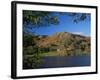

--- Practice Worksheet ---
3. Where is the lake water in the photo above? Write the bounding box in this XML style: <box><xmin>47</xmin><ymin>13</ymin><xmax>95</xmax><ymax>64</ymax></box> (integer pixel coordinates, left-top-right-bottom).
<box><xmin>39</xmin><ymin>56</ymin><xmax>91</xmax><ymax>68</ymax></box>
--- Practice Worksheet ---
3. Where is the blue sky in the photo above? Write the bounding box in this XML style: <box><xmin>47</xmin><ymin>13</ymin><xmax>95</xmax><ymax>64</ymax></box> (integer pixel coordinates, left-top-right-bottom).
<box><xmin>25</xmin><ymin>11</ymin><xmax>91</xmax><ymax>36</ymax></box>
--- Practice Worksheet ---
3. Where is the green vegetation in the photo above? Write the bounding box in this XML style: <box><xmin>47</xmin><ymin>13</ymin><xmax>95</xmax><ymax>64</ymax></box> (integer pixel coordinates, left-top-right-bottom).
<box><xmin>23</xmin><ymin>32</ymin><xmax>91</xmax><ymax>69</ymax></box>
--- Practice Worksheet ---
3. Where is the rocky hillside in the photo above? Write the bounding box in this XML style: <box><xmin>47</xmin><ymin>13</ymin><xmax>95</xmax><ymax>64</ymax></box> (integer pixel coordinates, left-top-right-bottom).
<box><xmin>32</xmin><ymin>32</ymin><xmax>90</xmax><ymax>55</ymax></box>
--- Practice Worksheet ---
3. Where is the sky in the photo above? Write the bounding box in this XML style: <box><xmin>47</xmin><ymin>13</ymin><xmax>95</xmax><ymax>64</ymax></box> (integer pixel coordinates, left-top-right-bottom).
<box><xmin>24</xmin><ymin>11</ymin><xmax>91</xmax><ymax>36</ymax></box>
---
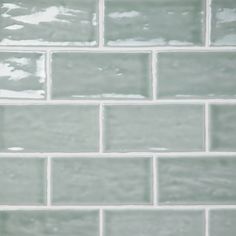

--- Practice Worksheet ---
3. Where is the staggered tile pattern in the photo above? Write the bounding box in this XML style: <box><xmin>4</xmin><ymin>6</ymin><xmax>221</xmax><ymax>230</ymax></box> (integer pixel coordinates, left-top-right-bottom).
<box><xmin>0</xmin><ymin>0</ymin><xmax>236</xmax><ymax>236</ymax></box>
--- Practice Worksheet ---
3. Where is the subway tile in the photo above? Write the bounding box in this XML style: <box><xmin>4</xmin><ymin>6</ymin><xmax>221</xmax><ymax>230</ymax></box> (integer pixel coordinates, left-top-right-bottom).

**Exercise goal:**
Pull out every line of the rows above that contains the string "coordinates", matching case exactly.

**Exercise solution:**
3. Where is the lake water in the photo above? Write the bounding box in this XML style: <box><xmin>47</xmin><ymin>13</ymin><xmax>95</xmax><ymax>64</ymax></box> (integer pixel coordinates, left-top-right-bottom).
3. Where is the blue sky in the photo above? Write the bounding box in this XML style: <box><xmin>47</xmin><ymin>13</ymin><xmax>95</xmax><ymax>64</ymax></box> (integer pixel coordinates, left-top-right-bottom).
3. Where is the green vegetation in the photo above? Write the bounding box in this XML style: <box><xmin>47</xmin><ymin>13</ymin><xmax>95</xmax><ymax>64</ymax></box> (integer pixel coordinates, left-top-right-bottom).
3. Where is the rocky hillside in the photo above? Write the bounding box in this XML style: <box><xmin>47</xmin><ymin>13</ymin><xmax>95</xmax><ymax>64</ymax></box> (integer pixel coordinates, left-top-right-bottom).
3. Where is the sky in the photo above? Write the bounding box in this XML style: <box><xmin>47</xmin><ymin>13</ymin><xmax>95</xmax><ymax>64</ymax></box> (integer pixel coordinates, left-top-right-bottom).
3. Where is the staggered tile pattern in the photo above? Write the bounding box in this XML style: <box><xmin>4</xmin><ymin>6</ymin><xmax>221</xmax><ymax>230</ymax></box> (integer pixel coordinates, left-top-right-bottom).
3. Where is the subway tile in the photo above? Write the bounding box in this XML style: <box><xmin>4</xmin><ymin>6</ymin><xmax>221</xmax><ymax>230</ymax></box> (integer pixel coordinates, left-top-right-bottom).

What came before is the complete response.